Saved entries:
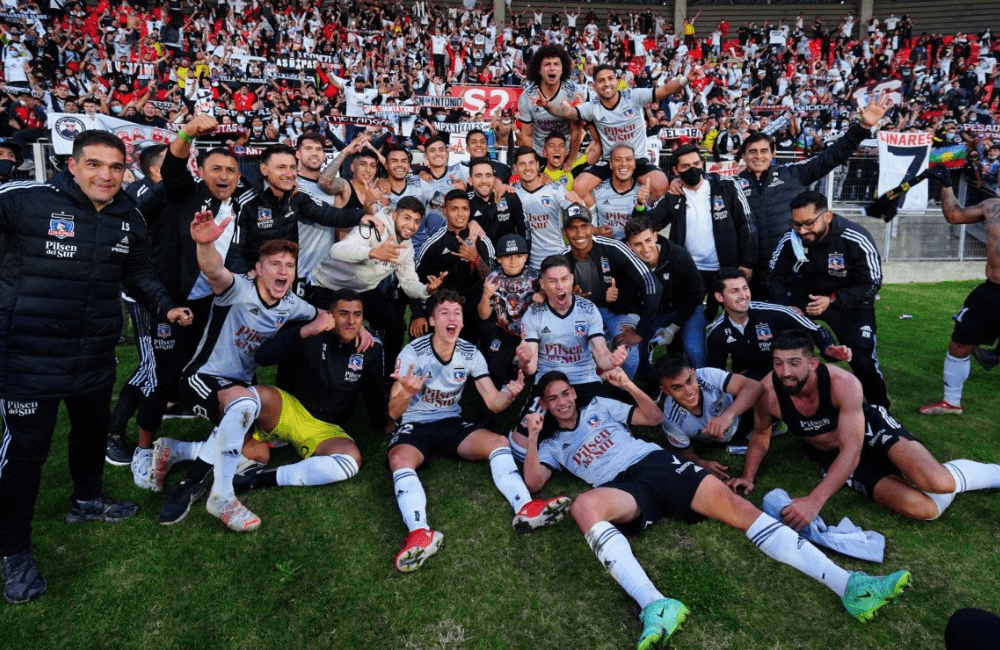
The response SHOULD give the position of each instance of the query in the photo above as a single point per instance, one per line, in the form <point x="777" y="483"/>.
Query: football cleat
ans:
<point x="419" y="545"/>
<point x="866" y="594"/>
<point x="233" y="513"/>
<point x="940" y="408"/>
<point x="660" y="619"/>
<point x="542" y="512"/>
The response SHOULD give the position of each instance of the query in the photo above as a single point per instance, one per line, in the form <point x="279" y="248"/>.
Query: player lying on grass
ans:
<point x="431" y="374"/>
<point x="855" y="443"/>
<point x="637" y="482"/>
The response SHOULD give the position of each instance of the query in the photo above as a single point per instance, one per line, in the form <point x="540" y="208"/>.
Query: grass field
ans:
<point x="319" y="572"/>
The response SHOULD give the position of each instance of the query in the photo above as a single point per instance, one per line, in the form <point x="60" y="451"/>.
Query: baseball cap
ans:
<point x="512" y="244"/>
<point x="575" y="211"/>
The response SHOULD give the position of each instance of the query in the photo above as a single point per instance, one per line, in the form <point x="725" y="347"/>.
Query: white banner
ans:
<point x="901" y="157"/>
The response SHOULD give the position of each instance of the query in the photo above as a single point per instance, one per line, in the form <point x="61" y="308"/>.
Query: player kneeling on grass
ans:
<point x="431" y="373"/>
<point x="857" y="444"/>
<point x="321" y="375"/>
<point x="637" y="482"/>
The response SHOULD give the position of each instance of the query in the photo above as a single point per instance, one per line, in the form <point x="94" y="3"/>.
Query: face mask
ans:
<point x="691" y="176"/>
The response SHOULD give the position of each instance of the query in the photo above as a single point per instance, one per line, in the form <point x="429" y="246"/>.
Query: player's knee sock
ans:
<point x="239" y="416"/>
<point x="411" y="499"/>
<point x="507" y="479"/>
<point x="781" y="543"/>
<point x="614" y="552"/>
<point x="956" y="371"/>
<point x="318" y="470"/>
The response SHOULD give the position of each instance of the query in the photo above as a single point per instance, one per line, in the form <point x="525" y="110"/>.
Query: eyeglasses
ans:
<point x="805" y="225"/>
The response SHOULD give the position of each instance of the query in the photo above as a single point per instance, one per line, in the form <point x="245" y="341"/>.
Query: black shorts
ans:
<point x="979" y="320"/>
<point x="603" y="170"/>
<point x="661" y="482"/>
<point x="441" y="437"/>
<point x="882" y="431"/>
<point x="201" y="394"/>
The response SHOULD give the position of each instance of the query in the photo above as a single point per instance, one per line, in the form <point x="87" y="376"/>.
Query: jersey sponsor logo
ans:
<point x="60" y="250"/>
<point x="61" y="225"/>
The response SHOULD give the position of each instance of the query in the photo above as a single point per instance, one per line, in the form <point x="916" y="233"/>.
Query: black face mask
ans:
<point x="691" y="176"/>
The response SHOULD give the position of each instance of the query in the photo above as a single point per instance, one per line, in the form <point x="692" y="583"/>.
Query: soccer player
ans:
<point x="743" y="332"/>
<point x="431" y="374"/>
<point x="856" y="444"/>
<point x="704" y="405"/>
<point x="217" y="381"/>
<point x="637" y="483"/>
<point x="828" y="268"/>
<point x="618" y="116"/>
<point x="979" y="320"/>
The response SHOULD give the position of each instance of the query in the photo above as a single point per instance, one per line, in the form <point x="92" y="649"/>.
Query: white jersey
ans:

→ **Requirement**
The entries above should be written out in full, and any picture in them left out.

→ **Exercise answer**
The response SHOULD give the position of each instance of the query in the photo above as a single point per instance, one per line, in the form <point x="777" y="483"/>.
Query: football cleat
ans:
<point x="419" y="545"/>
<point x="866" y="594"/>
<point x="233" y="513"/>
<point x="940" y="408"/>
<point x="660" y="619"/>
<point x="542" y="512"/>
The response SHOULD give the position of each instance of the query in the photo above as a single point per instance, one per line, in the form <point x="279" y="248"/>.
Query: player lying on grass
ans:
<point x="431" y="374"/>
<point x="855" y="443"/>
<point x="637" y="482"/>
The response SHOULD give the position of each instance of the query in the photo above as a single point per instance, one per line, in the form <point x="540" y="208"/>.
Query: grass field
ans:
<point x="319" y="572"/>
The response SHOULD give the position of each instance of the query in the photo above as a single point per instance, one per line, in the form <point x="60" y="451"/>.
Query: baseball cap
ans:
<point x="512" y="244"/>
<point x="575" y="211"/>
The response SHOULD give the position of each instance of the query in the photo above as a single point per instance, one per line, in the form <point x="725" y="347"/>.
Query: white banner
ans:
<point x="901" y="157"/>
The response SHOULD give the position of each instance of the query in the photo above as a single point per instance, one per line, in the form <point x="61" y="308"/>.
Query: player kneeling on grass
ans:
<point x="431" y="373"/>
<point x="857" y="444"/>
<point x="321" y="375"/>
<point x="637" y="482"/>
The response SHOULD give the position of each instance of the query in the photo above as a single point per instance, one per line, in the form <point x="94" y="3"/>.
Query: face mask
ans:
<point x="691" y="176"/>
The response SHOULD give the position of each instance of the query in the photo above as a single point per instance, one per line, in the form <point x="429" y="246"/>.
Query: player's knee sock
ans:
<point x="239" y="416"/>
<point x="411" y="499"/>
<point x="507" y="479"/>
<point x="781" y="543"/>
<point x="614" y="552"/>
<point x="956" y="371"/>
<point x="318" y="470"/>
The response SHOULD give the position of each instance of the query in the photo above as a single point per instance, one per line, in the form <point x="525" y="110"/>.
Query: eyeglasses
ans:
<point x="805" y="225"/>
The response SHOULD give the position of each instance of the query in the photo above as a single point per instance, one per line, in the form <point x="245" y="341"/>.
Query: black shorts
ans:
<point x="979" y="320"/>
<point x="603" y="170"/>
<point x="661" y="482"/>
<point x="441" y="437"/>
<point x="882" y="431"/>
<point x="201" y="394"/>
The response SHOULD give the position of each instance of the query in the photo above as a single point per instance, one per line, in the form <point x="87" y="376"/>.
Query: jersey sponsor logo
ans:
<point x="60" y="250"/>
<point x="61" y="225"/>
The response SHOULD give the position of each instance of the query in the photo above as a single point per instance, one per line, in the form <point x="916" y="233"/>.
Query: black face mask
ans:
<point x="691" y="176"/>
The response SHOULD give the position of each instance of the query in the photo above as a single point per instance, one per line, in the form <point x="692" y="583"/>.
Query: soccer player
ans:
<point x="743" y="332"/>
<point x="431" y="374"/>
<point x="856" y="444"/>
<point x="704" y="405"/>
<point x="217" y="381"/>
<point x="637" y="483"/>
<point x="828" y="268"/>
<point x="618" y="116"/>
<point x="979" y="320"/>
The response SHOULD give the position of each instance of the query in the photo above as a single point per instance, one per line, in the form <point x="92" y="649"/>.
Query: white jersey
ans:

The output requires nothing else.